[OBJECTIVE] Can you rewrite the material below, substituting "upper-left corner" for every occurrence of "top-left corner" and leaving everything else unchanged?

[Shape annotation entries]
_____

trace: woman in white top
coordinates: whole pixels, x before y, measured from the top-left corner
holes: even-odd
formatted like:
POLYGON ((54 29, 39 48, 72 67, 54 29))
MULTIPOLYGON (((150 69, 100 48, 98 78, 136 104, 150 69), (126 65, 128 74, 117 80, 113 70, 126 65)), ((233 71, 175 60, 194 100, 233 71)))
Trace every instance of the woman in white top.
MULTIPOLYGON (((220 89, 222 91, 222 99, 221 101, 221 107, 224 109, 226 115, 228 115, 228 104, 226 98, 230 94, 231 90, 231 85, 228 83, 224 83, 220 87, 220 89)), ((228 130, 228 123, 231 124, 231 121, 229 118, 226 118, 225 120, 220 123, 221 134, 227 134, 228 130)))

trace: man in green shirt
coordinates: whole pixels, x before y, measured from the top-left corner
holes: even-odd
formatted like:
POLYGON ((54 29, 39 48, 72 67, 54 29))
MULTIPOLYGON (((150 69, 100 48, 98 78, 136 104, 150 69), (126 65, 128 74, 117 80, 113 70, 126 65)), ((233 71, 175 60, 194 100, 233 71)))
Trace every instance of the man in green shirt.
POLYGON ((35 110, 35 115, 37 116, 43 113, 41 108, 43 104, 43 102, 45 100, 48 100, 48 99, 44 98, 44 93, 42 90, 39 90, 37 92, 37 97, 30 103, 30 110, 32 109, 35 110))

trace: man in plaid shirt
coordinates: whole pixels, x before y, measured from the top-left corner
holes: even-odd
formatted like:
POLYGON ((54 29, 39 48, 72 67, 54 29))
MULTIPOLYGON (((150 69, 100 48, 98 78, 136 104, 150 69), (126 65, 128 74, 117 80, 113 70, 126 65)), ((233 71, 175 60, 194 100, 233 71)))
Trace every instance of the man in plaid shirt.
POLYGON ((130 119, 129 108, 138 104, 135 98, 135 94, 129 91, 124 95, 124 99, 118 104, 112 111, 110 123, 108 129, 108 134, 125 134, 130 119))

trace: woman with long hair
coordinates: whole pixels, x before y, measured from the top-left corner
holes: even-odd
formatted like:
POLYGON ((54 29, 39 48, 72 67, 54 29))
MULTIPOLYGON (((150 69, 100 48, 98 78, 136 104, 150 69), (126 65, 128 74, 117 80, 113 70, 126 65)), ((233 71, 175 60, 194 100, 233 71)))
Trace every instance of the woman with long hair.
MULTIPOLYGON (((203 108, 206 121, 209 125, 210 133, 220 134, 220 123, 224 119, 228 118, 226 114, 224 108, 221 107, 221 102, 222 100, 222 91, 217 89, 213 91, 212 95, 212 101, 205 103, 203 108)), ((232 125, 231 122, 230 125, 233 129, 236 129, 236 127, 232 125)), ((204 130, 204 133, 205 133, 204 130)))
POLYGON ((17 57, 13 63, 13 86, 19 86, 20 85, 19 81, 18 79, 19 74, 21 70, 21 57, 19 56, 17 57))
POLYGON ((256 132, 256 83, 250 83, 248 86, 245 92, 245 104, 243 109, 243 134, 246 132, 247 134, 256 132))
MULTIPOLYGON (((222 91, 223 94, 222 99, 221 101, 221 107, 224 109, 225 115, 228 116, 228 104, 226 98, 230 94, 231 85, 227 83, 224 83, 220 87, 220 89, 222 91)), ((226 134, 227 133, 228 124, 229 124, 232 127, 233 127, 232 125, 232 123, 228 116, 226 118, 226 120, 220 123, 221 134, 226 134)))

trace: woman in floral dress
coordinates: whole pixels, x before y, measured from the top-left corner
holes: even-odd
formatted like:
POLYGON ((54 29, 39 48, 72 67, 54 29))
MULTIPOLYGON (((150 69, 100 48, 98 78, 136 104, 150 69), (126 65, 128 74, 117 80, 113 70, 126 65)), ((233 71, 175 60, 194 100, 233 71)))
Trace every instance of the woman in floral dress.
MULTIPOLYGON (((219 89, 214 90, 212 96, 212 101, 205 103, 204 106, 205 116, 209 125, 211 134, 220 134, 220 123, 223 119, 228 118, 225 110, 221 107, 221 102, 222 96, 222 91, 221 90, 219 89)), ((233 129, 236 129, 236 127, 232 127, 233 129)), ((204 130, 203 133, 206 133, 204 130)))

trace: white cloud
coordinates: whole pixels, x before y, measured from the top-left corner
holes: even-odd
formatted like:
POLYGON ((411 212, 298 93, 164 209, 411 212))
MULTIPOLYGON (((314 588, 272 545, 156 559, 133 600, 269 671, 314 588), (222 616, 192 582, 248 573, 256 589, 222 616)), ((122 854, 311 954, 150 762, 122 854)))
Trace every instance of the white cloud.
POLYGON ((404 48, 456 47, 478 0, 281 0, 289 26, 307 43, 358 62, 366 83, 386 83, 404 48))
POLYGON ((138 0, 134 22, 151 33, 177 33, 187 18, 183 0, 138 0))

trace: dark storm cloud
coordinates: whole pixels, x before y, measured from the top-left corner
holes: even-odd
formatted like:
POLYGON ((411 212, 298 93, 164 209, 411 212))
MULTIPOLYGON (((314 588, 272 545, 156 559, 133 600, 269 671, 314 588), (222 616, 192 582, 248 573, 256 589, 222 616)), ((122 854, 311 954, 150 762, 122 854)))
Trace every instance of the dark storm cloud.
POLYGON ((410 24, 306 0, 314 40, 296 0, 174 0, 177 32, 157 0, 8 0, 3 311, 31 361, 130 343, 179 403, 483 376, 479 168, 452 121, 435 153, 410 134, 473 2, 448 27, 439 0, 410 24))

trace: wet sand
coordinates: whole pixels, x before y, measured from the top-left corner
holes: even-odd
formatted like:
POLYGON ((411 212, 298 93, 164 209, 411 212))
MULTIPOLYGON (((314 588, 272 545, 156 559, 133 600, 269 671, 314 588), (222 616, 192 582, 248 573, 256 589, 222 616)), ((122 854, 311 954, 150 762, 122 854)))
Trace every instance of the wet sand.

_____

[SOLUTION]
trace: woman in white top
coordinates: whole pixels, x before y, measured from the upper-left corner
holes: even-odd
formatted like:
POLYGON ((54 29, 39 48, 72 67, 54 29))
MULTIPOLYGON (((150 69, 100 48, 98 78, 136 104, 150 69), (126 65, 128 74, 117 80, 113 70, 126 65)), ((233 71, 175 60, 194 100, 233 71)))
Trace every instance of the woman in white top.
MULTIPOLYGON (((220 89, 222 91, 222 99, 221 101, 221 107, 224 109, 226 115, 228 115, 228 104, 226 98, 230 94, 231 90, 231 85, 228 83, 224 83, 220 87, 220 89)), ((228 130, 228 123, 231 124, 231 121, 229 118, 226 118, 225 120, 220 123, 221 134, 227 134, 228 130)))

trace: man in green shirt
coordinates: whole pixels, x before y, measured from the upper-left corner
holes: even-odd
formatted like:
POLYGON ((54 29, 39 48, 72 67, 54 29))
MULTIPOLYGON (((150 69, 100 48, 98 78, 136 104, 150 69), (126 65, 128 74, 117 80, 113 70, 126 65)), ((233 71, 175 60, 194 100, 233 71)))
Trace every instance of the man in green shirt.
POLYGON ((35 110, 35 115, 37 116, 43 113, 41 108, 43 104, 43 102, 45 100, 48 100, 48 99, 44 98, 44 93, 42 90, 39 90, 37 92, 37 97, 30 103, 30 110, 32 109, 35 110))

trace: man in plaid shirt
coordinates: whole pixels, x before y, measured from the upper-left corner
holes: even-odd
formatted like:
POLYGON ((54 29, 39 48, 72 67, 54 29))
MULTIPOLYGON (((150 69, 100 48, 98 78, 136 104, 150 69), (126 65, 128 74, 117 80, 113 70, 126 65)), ((233 71, 175 60, 194 100, 233 71)))
Trace every instance of the man in plaid shirt.
POLYGON ((130 119, 129 108, 138 104, 135 98, 135 94, 129 91, 124 95, 124 99, 118 104, 112 111, 110 123, 108 129, 108 134, 125 134, 130 119))

trace: woman with long hair
coordinates: whole pixels, x before y, measured from the upper-left corner
holes: even-odd
formatted like:
POLYGON ((54 29, 39 48, 72 67, 54 29))
MULTIPOLYGON (((150 69, 100 48, 98 78, 136 104, 150 69), (126 65, 128 74, 117 80, 113 70, 126 65)), ((233 71, 175 60, 194 100, 233 71)))
Trace every instance of the woman with long hair.
MULTIPOLYGON (((203 108, 206 121, 209 125, 210 133, 220 134, 220 123, 224 119, 228 118, 226 114, 224 108, 221 107, 221 102, 222 100, 222 91, 217 89, 213 91, 212 95, 212 101, 205 103, 203 108)), ((232 125, 231 122, 230 125, 233 129, 236 129, 236 127, 232 125)), ((204 130, 204 133, 205 133, 204 130)))
POLYGON ((17 57, 13 63, 13 86, 19 86, 20 85, 19 81, 18 79, 19 74, 21 70, 21 57, 19 56, 17 57))
POLYGON ((256 132, 256 83, 250 83, 248 86, 245 92, 245 104, 243 109, 243 134, 246 132, 247 134, 256 132))
MULTIPOLYGON (((222 91, 223 94, 222 99, 221 101, 221 107, 224 109, 225 115, 228 116, 228 104, 226 98, 230 94, 231 85, 227 83, 224 83, 220 87, 220 89, 222 91)), ((226 134, 227 133, 228 124, 229 124, 232 127, 233 127, 232 125, 232 123, 228 116, 226 118, 226 120, 220 123, 221 134, 226 134)))

trace: woman in floral dress
coordinates: whole pixels, x before y, measured from the upper-left corner
holes: even-odd
formatted like:
POLYGON ((54 29, 39 48, 72 67, 54 29))
MULTIPOLYGON (((150 69, 100 48, 98 78, 136 104, 150 69), (126 65, 128 74, 117 80, 113 70, 126 65)), ((233 71, 175 60, 194 100, 233 71)))
Trace every instance of the woman in floral dress.
MULTIPOLYGON (((219 89, 214 90, 212 96, 212 101, 205 103, 204 106, 205 116, 209 125, 211 134, 220 134, 220 123, 223 119, 228 118, 225 110, 221 107, 221 102, 222 96, 222 91, 221 90, 219 89)), ((233 129, 236 129, 236 127, 232 127, 233 129)), ((204 130, 203 133, 206 133, 204 130)))

trace: white cloud
coordinates: whole pixels, x before y, measured from the upper-left corner
holes: even-odd
formatted like:
POLYGON ((411 212, 298 93, 164 209, 411 212))
MULTIPOLYGON (((314 588, 272 545, 156 559, 133 600, 269 671, 314 588), (222 616, 192 582, 248 573, 256 589, 222 616)), ((122 854, 311 954, 150 762, 122 854)))
Trace every instance of the white cloud.
POLYGON ((404 48, 456 47, 478 0, 281 0, 289 26, 307 43, 358 62, 366 83, 386 83, 404 48))
POLYGON ((138 0, 134 22, 151 33, 177 33, 187 18, 183 0, 138 0))

trace: dark storm cloud
coordinates: whole pixels, x before y, measured from the upper-left corner
holes: even-odd
formatted like:
POLYGON ((411 212, 298 93, 164 209, 411 212))
MULTIPOLYGON (((314 588, 272 545, 156 559, 133 600, 269 671, 314 588), (222 616, 192 582, 248 573, 256 589, 222 616)), ((122 854, 311 954, 150 762, 122 854)))
Trace every instance of the dark storm cloud.
POLYGON ((410 24, 306 0, 314 40, 296 0, 174 0, 177 32, 157 0, 8 0, 3 311, 31 361, 130 343, 179 403, 483 376, 479 168, 452 121, 435 153, 410 134, 473 2, 448 27, 439 0, 410 24))

trace: wet sand
coordinates: whole pixels, x before y, measured from the upper-left corner
holes: even-odd
formatted like:
POLYGON ((411 212, 298 93, 164 209, 411 212))
MULTIPOLYGON (((314 588, 272 545, 156 559, 133 600, 269 671, 314 588), (222 616, 192 582, 248 573, 256 589, 222 616)), ((122 854, 311 954, 150 762, 122 854)))
Trace every instance of the wet sand.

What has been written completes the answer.